"""

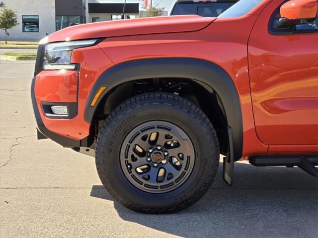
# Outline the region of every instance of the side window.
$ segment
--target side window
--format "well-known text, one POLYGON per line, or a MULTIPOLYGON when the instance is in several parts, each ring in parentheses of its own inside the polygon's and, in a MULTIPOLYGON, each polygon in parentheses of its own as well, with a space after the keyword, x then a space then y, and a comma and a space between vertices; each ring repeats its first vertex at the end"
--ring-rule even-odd
POLYGON ((313 22, 302 25, 297 25, 294 32, 318 32, 318 15, 316 17, 316 19, 313 22))

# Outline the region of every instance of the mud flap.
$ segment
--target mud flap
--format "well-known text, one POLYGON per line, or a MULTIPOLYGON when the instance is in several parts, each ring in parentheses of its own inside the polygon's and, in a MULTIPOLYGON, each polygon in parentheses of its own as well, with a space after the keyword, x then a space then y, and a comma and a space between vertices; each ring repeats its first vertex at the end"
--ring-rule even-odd
POLYGON ((228 126, 229 135, 229 152, 226 157, 223 157, 223 179, 229 186, 233 184, 234 158, 233 158, 233 136, 232 128, 228 126))

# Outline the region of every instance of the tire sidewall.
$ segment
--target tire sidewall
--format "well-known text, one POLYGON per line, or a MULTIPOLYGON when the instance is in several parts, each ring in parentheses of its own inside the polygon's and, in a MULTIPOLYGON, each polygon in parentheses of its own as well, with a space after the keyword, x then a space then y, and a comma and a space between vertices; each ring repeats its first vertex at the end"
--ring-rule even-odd
POLYGON ((120 113, 106 121, 109 124, 97 143, 101 148, 97 150, 96 162, 106 189, 115 192, 126 204, 150 209, 172 208, 195 197, 212 177, 212 171, 217 169, 214 160, 218 159, 218 155, 208 125, 194 112, 182 105, 171 105, 170 101, 152 100, 118 111, 120 113), (168 121, 181 128, 190 138, 195 152, 189 177, 175 189, 163 193, 147 192, 135 187, 120 165, 120 150, 127 135, 138 125, 152 120, 168 121))

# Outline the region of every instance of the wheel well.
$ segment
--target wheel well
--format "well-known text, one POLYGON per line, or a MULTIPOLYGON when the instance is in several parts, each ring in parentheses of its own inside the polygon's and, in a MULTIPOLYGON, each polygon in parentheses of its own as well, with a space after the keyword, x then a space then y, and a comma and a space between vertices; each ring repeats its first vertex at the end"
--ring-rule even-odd
POLYGON ((208 86, 186 78, 137 80, 124 83, 113 88, 104 96, 96 109, 91 125, 90 135, 96 136, 108 115, 125 100, 138 94, 156 91, 179 95, 200 107, 211 121, 217 132, 221 153, 226 154, 228 148, 228 123, 220 98, 208 86))

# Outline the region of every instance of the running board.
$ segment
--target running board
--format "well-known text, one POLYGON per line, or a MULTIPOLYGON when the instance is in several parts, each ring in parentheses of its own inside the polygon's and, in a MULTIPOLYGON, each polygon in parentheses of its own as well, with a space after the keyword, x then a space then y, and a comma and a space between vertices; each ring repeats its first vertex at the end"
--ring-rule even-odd
POLYGON ((308 155, 264 155, 252 156, 249 163, 255 166, 298 166, 313 176, 318 177, 318 154, 308 155))

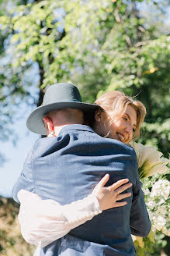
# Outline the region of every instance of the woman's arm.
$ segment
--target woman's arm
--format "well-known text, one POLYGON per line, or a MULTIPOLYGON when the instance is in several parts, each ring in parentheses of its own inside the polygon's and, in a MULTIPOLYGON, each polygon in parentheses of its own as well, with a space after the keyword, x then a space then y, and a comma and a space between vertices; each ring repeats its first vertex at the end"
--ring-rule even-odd
POLYGON ((123 179, 106 187, 104 185, 109 179, 109 176, 106 174, 90 195, 66 205, 53 200, 42 200, 33 193, 20 190, 18 193, 21 203, 19 222, 23 238, 29 244, 43 247, 102 211, 127 204, 126 201, 116 201, 130 196, 130 193, 120 194, 131 187, 131 183, 123 179))

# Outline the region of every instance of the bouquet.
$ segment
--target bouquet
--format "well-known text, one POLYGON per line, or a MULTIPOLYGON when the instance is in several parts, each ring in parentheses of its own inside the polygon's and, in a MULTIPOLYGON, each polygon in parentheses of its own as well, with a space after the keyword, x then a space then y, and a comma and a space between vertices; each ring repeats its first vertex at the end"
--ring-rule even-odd
POLYGON ((146 249, 149 250, 149 243, 152 245, 154 243, 156 233, 170 236, 170 182, 162 175, 167 173, 170 161, 155 147, 135 142, 130 142, 130 145, 137 155, 139 176, 144 183, 145 203, 151 222, 151 230, 147 238, 132 236, 134 244, 138 247, 138 255, 144 255, 146 249))
POLYGON ((165 173, 170 162, 168 158, 163 157, 163 154, 155 147, 144 146, 141 143, 134 141, 130 143, 137 155, 138 162, 138 172, 141 179, 153 176, 154 173, 165 173))

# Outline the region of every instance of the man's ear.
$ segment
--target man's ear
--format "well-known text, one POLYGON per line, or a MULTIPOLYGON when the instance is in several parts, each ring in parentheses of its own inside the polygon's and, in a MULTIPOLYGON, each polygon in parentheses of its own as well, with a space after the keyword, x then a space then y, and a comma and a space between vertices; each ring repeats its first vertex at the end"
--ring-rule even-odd
POLYGON ((47 126, 48 131, 50 133, 54 132, 54 125, 51 119, 47 116, 43 116, 43 122, 45 123, 45 127, 47 126))
POLYGON ((101 116, 102 116, 102 112, 100 109, 95 110, 95 119, 96 122, 100 122, 101 121, 101 116))

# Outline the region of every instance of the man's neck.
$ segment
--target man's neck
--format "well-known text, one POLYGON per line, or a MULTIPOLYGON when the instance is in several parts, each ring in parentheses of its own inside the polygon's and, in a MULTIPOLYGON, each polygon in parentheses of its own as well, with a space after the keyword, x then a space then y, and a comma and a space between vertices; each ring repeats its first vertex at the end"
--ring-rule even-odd
MULTIPOLYGON (((77 122, 76 123, 66 123, 64 125, 61 125, 61 126, 54 126, 54 133, 55 133, 55 136, 56 137, 58 137, 58 134, 60 133, 60 131, 61 130, 61 129, 63 129, 64 127, 68 126, 68 125, 71 125, 71 124, 82 124, 82 123, 78 123, 77 122)), ((51 137, 51 136, 48 136, 48 137, 51 137)))

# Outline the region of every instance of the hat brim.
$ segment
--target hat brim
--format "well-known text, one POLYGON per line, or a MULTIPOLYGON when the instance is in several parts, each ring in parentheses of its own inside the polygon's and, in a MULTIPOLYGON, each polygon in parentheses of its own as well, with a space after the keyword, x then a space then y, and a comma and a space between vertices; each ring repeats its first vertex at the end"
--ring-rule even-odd
POLYGON ((33 110, 29 116, 26 121, 26 126, 33 133, 46 135, 47 132, 43 123, 43 116, 51 111, 66 108, 78 108, 83 112, 88 112, 89 110, 96 109, 98 105, 79 101, 60 101, 40 106, 33 110))

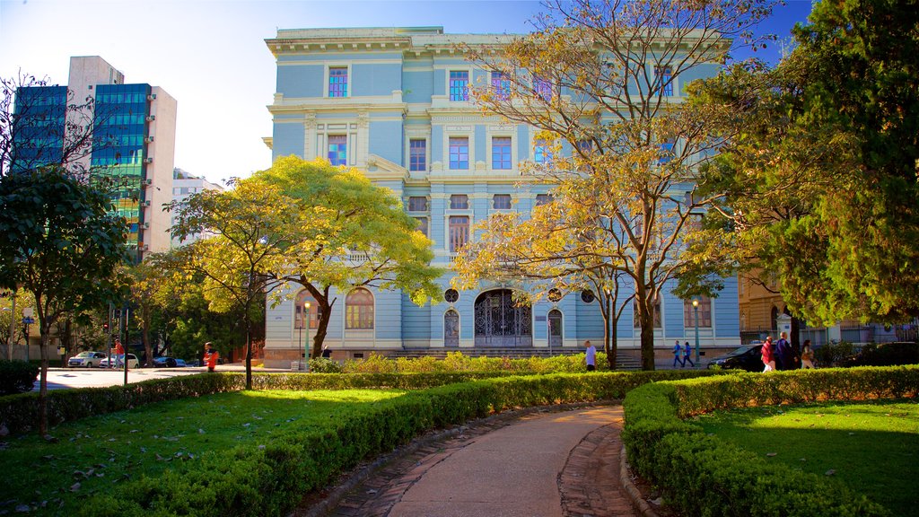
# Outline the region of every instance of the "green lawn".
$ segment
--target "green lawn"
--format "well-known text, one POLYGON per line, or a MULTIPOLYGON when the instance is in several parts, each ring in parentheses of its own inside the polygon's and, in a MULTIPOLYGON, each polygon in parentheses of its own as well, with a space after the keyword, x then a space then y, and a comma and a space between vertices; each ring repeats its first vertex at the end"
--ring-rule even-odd
POLYGON ((894 515, 919 516, 914 400, 750 408, 697 421, 766 461, 842 481, 894 515))
MULTIPOLYGON (((399 390, 259 391, 153 404, 66 423, 49 443, 30 433, 0 442, 0 514, 74 515, 84 500, 142 474, 184 468, 203 453, 257 446, 291 427, 319 426, 399 390), (24 514, 24 513, 23 513, 24 514)), ((176 494, 182 497, 182 494, 176 494)))

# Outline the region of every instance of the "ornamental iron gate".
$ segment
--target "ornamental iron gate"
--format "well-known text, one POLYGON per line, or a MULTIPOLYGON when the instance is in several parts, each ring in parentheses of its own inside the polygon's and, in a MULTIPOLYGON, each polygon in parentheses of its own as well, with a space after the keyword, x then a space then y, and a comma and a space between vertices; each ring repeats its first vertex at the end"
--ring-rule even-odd
POLYGON ((532 309, 516 305, 509 289, 488 291, 475 300, 475 346, 533 346, 532 309))

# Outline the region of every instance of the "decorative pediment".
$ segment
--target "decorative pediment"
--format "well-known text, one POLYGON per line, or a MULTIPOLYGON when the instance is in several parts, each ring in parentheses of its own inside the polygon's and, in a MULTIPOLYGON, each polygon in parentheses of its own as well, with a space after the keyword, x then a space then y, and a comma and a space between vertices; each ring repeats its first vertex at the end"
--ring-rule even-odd
POLYGON ((370 179, 408 179, 408 169, 391 162, 382 156, 369 155, 367 157, 367 177, 370 179))

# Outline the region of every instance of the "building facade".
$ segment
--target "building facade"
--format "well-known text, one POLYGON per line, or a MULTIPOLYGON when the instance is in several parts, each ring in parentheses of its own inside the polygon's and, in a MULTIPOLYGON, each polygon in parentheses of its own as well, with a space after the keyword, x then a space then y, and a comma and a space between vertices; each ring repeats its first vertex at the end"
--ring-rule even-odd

"""

◆ EXERCISE: Retype the first part of the items above, from the start through the line containing "--target side window", and leave out the pictures.

◆ OUTPUT FOR THIS EXERCISE:
# Outline the region of every instance of the side window.
$ segment
--target side window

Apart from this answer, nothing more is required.